Exercise description:
Reproduce each entry below exactly as it appears.

-- Dataset extract follows --

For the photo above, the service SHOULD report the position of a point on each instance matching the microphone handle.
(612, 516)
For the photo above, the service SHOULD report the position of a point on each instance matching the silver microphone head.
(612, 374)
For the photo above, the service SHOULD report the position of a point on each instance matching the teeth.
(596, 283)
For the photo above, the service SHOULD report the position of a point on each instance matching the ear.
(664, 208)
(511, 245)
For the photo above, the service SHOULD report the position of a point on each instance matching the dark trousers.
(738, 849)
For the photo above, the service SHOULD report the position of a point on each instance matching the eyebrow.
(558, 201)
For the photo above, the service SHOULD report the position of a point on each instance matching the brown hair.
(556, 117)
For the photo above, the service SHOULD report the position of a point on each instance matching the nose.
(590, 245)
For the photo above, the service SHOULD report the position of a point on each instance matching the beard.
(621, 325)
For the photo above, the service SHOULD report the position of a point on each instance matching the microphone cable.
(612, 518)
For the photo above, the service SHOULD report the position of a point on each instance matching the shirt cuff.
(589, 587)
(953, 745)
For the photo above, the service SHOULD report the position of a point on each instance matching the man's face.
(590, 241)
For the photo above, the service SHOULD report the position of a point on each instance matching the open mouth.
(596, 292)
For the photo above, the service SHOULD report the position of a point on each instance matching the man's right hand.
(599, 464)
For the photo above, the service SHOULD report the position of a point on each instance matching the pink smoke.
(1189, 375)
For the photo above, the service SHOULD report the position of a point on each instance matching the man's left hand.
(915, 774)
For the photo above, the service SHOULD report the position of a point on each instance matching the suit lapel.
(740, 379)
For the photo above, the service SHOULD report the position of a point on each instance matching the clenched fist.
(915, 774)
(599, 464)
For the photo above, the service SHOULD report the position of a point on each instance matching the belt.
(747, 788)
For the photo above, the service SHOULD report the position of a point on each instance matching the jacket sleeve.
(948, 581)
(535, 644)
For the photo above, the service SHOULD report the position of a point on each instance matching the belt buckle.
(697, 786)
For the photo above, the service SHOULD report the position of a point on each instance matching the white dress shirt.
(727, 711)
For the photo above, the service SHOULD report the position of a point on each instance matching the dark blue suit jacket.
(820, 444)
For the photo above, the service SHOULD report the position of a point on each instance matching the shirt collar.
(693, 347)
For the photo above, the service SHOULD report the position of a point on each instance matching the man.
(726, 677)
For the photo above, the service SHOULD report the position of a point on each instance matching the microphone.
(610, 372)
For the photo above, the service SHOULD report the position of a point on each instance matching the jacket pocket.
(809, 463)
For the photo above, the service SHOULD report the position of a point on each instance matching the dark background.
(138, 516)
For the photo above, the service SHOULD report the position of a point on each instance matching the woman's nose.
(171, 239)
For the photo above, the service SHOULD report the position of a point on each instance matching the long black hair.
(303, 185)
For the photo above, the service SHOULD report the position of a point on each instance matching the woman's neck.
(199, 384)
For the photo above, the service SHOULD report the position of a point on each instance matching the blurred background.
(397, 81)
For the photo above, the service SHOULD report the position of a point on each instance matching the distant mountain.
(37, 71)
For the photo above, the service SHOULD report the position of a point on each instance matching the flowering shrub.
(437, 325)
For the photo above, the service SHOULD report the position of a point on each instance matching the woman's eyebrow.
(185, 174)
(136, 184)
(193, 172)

-- Dataset extract concluded --

Task response:
For the photo above, the service SHOULD report the position of a point on each instance matching the microphone handle.
(612, 516)
For the photo above, the service SHOULD report the position of a point on each instance matching the silver microphone head.
(612, 374)
For the photo above, the service SHOULD report the position of a point on each instance matching the teeth.
(596, 283)
For the photo above, the service SHOULD report the position of a point on each instance matching the ear.
(664, 208)
(511, 245)
For the photo above, the service SHOULD report the position of a point on each instance matching the dark trousers.
(738, 849)
For the photo above, the service SHOULD report the position of a point on each instance matching the eyebrow.
(558, 201)
For the photo above, the service SHOULD report the position of a point on each instance matching the brown hair.
(556, 117)
For the photo above, the service SHOULD report the position of a point on each instance matching the nose.
(590, 245)
For the photo above, the service SHOULD report the position of a point on each instance matching the beard.
(621, 325)
For the photo above, the service SHOULD report the position of a point on each instance matching the microphone cable.
(612, 518)
For the photo above, the service SHOULD report the position of a point on each instance matching the shirt cuff.
(589, 587)
(953, 745)
For the photo above, the service SHOULD report the position of a point on each instance matching the man's face.
(590, 241)
For the photo above, the service SHOULD report the position of a point on each instance matching the open mouth.
(596, 292)
For the photo above, the service SHOULD report the position of a point on each instance matching the man's right hand.
(599, 464)
For the photo above, the service SHOULD report the position of a point on each instance matching the pink smoke.
(1189, 375)
For the photo above, the service SHOULD report the position of a point on each instance matching the man's left hand.
(915, 774)
For the photo above, the service SHOULD report the position of a point on each instance matching the suit lapel.
(740, 379)
For the photo above, the service SHOULD report the position of a point on each instance matching the clenched fist.
(915, 774)
(599, 464)
For the photo above, the service SHOULD report the position of a point on each instance matching the belt.
(747, 788)
For the photo above, the service SHOULD report the position of a point on each instance matching the jacket sleeve.
(948, 581)
(535, 644)
For the photo above, the service SHOULD report the position of a point on each instance matching the belt buckle.
(697, 786)
For the photo above, the service SHOULD report the position of a point on each instance matching the white dress shirt.
(727, 711)
For the photo above, the service SHOULD report the position of a point on each instance matching the dark blue suit jacket.
(820, 444)
For the photo above, the service SHOULD report the position of a point on each instance matching the shirt collar.
(693, 347)
For the photo above, the service SHOULD report the position of a point on each instance matching the man.
(726, 677)
For the photo above, the service SHOULD report the position of a point on each instance matching the microphone.
(610, 372)
For the photo above, the service SHOULD report the position of a point on each instance matching the jacket pocket.
(809, 463)
For the photo above, the service SHOULD report the position of a point on each instance matching the dark background.
(138, 516)
For the photo above, the service SHOULD report the position of a point on each instance matching the woman's nose.
(171, 239)
For the photo above, the service SHOULD report the position of a point on each instance matching the long black hair.
(303, 185)
For the photo above, the service SHOULD report the position of a point on each instance matching the woman's neck.
(199, 384)
For the photo above, the service SHOULD report the position of a point on each instance matching the blurred background.
(397, 81)
For the photo above, the service SHOULD report the position of a point on each instance matching the distant mountain.
(37, 71)
For the photo above, the service SHOULD report the position of a point on each instance matching the flowering shrub.
(437, 325)
For the photo above, the service SHOULD report the position of a point on each instance matching the woman's eyebrow.
(185, 174)
(136, 184)
(193, 172)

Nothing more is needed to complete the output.